AIM OF THE TASK => Please retype, character for character, the portion of the entries below that runs from the line containing "of the green" to the last line.

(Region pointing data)
⟨

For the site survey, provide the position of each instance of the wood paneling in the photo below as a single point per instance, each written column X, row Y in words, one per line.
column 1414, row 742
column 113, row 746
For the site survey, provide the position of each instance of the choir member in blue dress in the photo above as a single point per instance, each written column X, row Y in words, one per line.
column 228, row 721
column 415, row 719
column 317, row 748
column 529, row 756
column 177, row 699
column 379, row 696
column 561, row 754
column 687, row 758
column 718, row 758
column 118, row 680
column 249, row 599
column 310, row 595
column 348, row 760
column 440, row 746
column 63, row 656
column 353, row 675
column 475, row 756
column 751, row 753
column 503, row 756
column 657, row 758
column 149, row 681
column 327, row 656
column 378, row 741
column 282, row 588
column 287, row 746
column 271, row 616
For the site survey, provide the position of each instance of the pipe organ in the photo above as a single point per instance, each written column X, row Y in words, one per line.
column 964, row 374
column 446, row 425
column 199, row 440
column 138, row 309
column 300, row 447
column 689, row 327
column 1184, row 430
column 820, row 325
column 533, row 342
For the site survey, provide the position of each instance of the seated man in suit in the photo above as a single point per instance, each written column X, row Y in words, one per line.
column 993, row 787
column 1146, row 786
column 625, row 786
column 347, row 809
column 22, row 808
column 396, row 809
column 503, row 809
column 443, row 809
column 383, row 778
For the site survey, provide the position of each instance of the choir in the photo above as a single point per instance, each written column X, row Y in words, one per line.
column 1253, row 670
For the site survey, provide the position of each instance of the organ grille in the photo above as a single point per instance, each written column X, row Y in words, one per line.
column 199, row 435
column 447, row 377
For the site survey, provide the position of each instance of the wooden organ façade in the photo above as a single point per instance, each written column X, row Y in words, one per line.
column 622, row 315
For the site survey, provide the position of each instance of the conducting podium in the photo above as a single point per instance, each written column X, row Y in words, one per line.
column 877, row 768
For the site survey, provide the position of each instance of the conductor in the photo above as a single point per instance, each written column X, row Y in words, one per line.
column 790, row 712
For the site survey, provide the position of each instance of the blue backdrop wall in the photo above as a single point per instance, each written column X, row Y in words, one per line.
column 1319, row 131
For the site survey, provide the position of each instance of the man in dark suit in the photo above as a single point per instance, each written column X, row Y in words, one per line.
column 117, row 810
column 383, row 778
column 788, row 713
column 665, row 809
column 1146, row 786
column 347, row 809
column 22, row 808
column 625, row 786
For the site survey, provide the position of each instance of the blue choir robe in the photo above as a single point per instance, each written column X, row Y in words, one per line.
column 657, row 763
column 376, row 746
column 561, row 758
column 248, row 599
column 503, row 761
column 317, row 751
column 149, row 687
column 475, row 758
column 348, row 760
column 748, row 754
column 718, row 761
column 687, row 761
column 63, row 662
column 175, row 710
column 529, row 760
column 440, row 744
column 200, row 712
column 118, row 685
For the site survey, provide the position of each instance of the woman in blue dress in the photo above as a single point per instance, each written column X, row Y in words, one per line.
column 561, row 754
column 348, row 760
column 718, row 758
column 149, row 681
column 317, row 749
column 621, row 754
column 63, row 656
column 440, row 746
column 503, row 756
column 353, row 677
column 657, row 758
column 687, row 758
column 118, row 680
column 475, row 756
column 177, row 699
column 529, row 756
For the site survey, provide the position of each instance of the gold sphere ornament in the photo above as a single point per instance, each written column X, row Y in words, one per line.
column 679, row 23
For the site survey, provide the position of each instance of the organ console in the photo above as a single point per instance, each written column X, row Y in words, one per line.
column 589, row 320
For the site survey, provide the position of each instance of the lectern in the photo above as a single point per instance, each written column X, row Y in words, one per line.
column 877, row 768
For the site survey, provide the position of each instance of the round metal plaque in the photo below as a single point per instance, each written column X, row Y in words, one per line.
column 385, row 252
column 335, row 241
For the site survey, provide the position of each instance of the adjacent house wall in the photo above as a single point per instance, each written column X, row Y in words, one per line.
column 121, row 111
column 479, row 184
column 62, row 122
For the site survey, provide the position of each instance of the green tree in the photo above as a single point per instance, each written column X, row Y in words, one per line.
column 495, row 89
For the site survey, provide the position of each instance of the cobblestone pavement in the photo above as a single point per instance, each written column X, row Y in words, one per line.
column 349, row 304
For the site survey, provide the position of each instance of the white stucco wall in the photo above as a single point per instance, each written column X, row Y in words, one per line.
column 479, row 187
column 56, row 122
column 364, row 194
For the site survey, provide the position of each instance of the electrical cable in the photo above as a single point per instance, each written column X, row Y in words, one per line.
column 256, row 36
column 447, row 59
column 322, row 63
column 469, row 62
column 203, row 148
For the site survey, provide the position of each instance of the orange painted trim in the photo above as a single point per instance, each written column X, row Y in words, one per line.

⟩

SOLUTION =>
For the site survey, provide the position of each instance of the green tree in the photo above as a single point per instance, each written column X, row Y in words, one per line.
column 495, row 89
For the site survey, provide the position of each instance of the cobblestone pavement in the photo above as a single point per instance, each written column X, row Y in words, one per line.
column 349, row 304
For the site survey, provide the position of each instance of the white stucco wall in the photo above as a single point per instance, each written column X, row Y in words, one per line.
column 479, row 187
column 56, row 122
column 364, row 194
For the site survey, provide the position of each instance of the electrical cable in the photo above as a single point per instance, each written column X, row Y in words, one per line.
column 256, row 36
column 447, row 59
column 322, row 63
column 469, row 62
column 203, row 148
For the site survey, provide the position of each instance of the orange painted trim in the photo above as a single point per instance, each written column X, row Y in words, one per line.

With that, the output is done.